━━ Data extract ━━

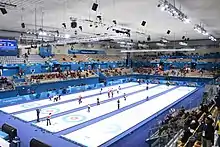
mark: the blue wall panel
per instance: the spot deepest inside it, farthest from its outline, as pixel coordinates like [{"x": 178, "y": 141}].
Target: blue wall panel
[{"x": 137, "y": 138}]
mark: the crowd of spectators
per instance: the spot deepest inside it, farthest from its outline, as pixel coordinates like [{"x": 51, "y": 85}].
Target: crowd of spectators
[
  {"x": 116, "y": 71},
  {"x": 199, "y": 129},
  {"x": 5, "y": 84},
  {"x": 183, "y": 72},
  {"x": 55, "y": 76},
  {"x": 198, "y": 125}
]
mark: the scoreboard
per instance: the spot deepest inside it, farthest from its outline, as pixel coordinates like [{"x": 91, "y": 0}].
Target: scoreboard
[
  {"x": 8, "y": 44},
  {"x": 8, "y": 47}
]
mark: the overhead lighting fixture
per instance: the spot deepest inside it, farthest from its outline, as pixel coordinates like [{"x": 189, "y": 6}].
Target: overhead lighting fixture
[
  {"x": 159, "y": 50},
  {"x": 183, "y": 43},
  {"x": 203, "y": 31},
  {"x": 164, "y": 40},
  {"x": 67, "y": 36},
  {"x": 212, "y": 38},
  {"x": 173, "y": 11},
  {"x": 161, "y": 44},
  {"x": 3, "y": 10}
]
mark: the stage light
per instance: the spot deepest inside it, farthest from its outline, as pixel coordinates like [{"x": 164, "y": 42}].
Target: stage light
[
  {"x": 183, "y": 43},
  {"x": 64, "y": 25},
  {"x": 4, "y": 11},
  {"x": 67, "y": 36}
]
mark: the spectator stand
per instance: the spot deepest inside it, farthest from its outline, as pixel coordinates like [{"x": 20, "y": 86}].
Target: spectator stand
[{"x": 193, "y": 138}]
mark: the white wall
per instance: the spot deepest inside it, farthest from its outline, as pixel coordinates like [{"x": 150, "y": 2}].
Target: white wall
[{"x": 64, "y": 49}]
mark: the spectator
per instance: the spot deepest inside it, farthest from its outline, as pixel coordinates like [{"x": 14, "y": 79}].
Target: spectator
[{"x": 208, "y": 132}]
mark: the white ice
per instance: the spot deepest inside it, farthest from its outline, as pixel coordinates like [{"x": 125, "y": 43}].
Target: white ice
[
  {"x": 59, "y": 123},
  {"x": 30, "y": 105},
  {"x": 31, "y": 115},
  {"x": 105, "y": 130}
]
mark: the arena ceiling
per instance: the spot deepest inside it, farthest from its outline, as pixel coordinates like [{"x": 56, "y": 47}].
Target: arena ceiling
[{"x": 50, "y": 14}]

━━━

When you reach the line containing "Target: spectator stand" in the data above, retype it and each line after it through the final one, exactly as written.

Target: spectator stand
[{"x": 193, "y": 138}]
mark: the white wall
per instance: the spot deepest inside it, farthest from its outline, as pixel coordinates like [{"x": 150, "y": 2}].
Target: white wall
[{"x": 64, "y": 49}]
mark: the spectator
per instance: the spot deepest inside it, farthest from its outline, as pixel coordinates like [{"x": 14, "y": 79}].
Target: spectator
[{"x": 208, "y": 132}]
mark: the white ice
per instance: the spot deepest inside it, farthest from its outline, as pixel coordinates like [{"x": 125, "y": 43}].
Target: white ice
[
  {"x": 59, "y": 123},
  {"x": 30, "y": 105},
  {"x": 31, "y": 115},
  {"x": 105, "y": 130}
]
mark: the arena ceiling
per instance: the spot deepest inside it, farthest from its outline, as pixel coordinates like [{"x": 56, "y": 47}].
Target: arena ceiling
[{"x": 50, "y": 14}]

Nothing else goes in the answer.